● Short exercise 1: In the opinion piece on Jamal Khashoggi, what does Yasin Aktay say he believes happened to the body?
● Short exercise 2: Carry on the opinion piece on Jamal Khashoggi from its final sentence.

● Given text:
_ _ _ _
This is not a nice piece; this is not even a kind piece. It is a piece on reality, a reality that most people embrace. Yes, you, my readers and even more those who do not read this blog, they are all part on the setting of tools. In this case a tool named Jamal Khashoggi, a person who ended up being more useful after life then whilst he was still alive.

If we were to ask anyone on October 1st and before: ‘Do you know Jamal Khashoggi?‘ The response in 99.6% would have been a clear No! Even among the Washington Post readers, many will not have known him. Yet now, the numbers are reversed 0.4% will not know him, a number that is actually a lot lower lower than the world percentage of dyslexic people on the internet. So as a tool he has been useful.

Even now, when looking at the last few days of news we see:

  • Findings point to Jamal Khashoggi’s ‘body parts being melted’ in acid – News.com.au
  • Jamal Khashoggi killing: Turkish President claims ‘highest level of Saudi government’ behind murder – Nine.com.au
  • Who ordered the murder of Jamal Khashoggi? – Al Jazeera
  • One month after Jamal Khashoggi’s killing, these key questions remain unanswered – Washington Post
  • Khashoggi’s fiancée vows ‘there’ll be no cover up’ as claims emerge his body was ‘dissolved’ – SBS News
  • Khashoggi murder: Turkish leader blames Saudi state directly – BBC

And an overwhelming amount of articles are laced with ‘inside sources‘ and people like Yasin Aktay stating: “he believes it was dissolved in acid after being cut up“, yet these articles and the statements are absent of evidence, absent of clear documented and collected evidence giving rise to the quote made, merely people hiding behind ‘inside sources’ and ‘innuendo’, Nine News and others add a picture of the smiling Crown Prince Mohammed bin Salman, whilst there is no evidence of any kind that he was involved. So again we see “A Turkish official said he believes after Khashoggi was killed while in the consulate to pick up marriage documents, his body was dissolved in acid or other chemicals“, whilst three weeks ago, the Turkish government claimed to have audio tapes with evidence that he was cut up into pieces. So which version is true and why is the Turkish government not giving out all the evidence to show that they have it? Because the Turkish government does not really care, does it?

We see: “Turkey’s close ties to Saudi Arabia“, yet no one gives light to the fact that Turkey is for the most merely a puppet for Iran (my personal view in all this), that part is left out of the equation, the fact that Iran is in a proxy war with Saudi Arabia could pop up and that diminishes the use of this tool called Jamal Khashoggi.
_ _ _ _
● Dataset records:
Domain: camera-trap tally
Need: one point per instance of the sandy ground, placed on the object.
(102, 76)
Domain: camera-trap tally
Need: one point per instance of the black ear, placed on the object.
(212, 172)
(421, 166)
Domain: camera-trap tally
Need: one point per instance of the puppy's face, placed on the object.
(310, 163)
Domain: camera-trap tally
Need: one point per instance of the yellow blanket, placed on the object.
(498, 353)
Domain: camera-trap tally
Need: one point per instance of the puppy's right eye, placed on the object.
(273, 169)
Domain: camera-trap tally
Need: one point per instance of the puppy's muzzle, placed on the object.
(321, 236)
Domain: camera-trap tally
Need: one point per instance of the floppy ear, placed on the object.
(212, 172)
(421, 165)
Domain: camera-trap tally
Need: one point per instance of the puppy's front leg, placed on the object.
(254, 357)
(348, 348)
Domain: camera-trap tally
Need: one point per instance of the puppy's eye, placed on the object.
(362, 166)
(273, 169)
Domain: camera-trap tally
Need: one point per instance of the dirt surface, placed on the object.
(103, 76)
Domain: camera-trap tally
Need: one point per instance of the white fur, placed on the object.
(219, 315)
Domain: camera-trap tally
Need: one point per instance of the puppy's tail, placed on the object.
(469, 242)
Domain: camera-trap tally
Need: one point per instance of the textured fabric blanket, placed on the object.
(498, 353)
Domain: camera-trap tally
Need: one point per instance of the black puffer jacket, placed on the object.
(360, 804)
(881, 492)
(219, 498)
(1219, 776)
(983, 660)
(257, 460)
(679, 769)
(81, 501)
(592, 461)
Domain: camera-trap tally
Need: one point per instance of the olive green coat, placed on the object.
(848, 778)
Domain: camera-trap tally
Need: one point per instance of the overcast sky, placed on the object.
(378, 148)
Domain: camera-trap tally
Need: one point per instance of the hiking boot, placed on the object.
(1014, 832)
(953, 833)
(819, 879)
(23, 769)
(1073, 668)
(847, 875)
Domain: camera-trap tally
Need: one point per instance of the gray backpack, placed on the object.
_ _ _ _
● Response 1: He believes it was dissolved in acid after being cut up.

● Response 2:
Even as Nine News does give us at the very end: “Netanyahu said at a news conference that Iran is a bigger threat than Saudi Arabia and those who want to punish the Middle East kingdom need to bear that in mind. “A way must be found to achieve both goals, because I think that the larger problem is Iran,” said the Israeli leader, who attended a meeting of the prime ministers of Bulgaria, Greece and Romania and the president of Serbia at a Black Sea resort.”“. I believe that the statement at the end is pro forma only. All the networks want to use the emotional barrage of Jamal Khashoggi as much as they can. Most of the articles are absent of critical questions that for now, for the most have never been answered. The failing here is actually larger when you consider that for the most the failing is even increasing. Yes, that is actually possible at present, even a month after the event.

It is now Monday morning and the news that we see next was already out but I decided to let it simmer.

The headline giving us: Gates Foundation ends $5 Million Pledge Partnership with Saudi Crown Prince’s Charity over Khashoggi Killing. So in all this, Bill Gates walks away from business, now that is his right and his purse would not even feel the impact of those 5 million, but in all is this a wise thing? I mean when we look at it, the man (Gates) optionally deserves the death penalty for what he made his users go through. The Daily Mail claim “Microsoft claims Windows 10 deletion bug is FIXED but won’t release it” should have long lasting repercussions should it not? One life versus the long-time torture of millions, how does that relate? Or perhaps the report from last week: ‘Another Windows 10 bug lets UWP apps have access to all your files‘. So as it comes down to standards Bill Gates really does not have the best track record does he?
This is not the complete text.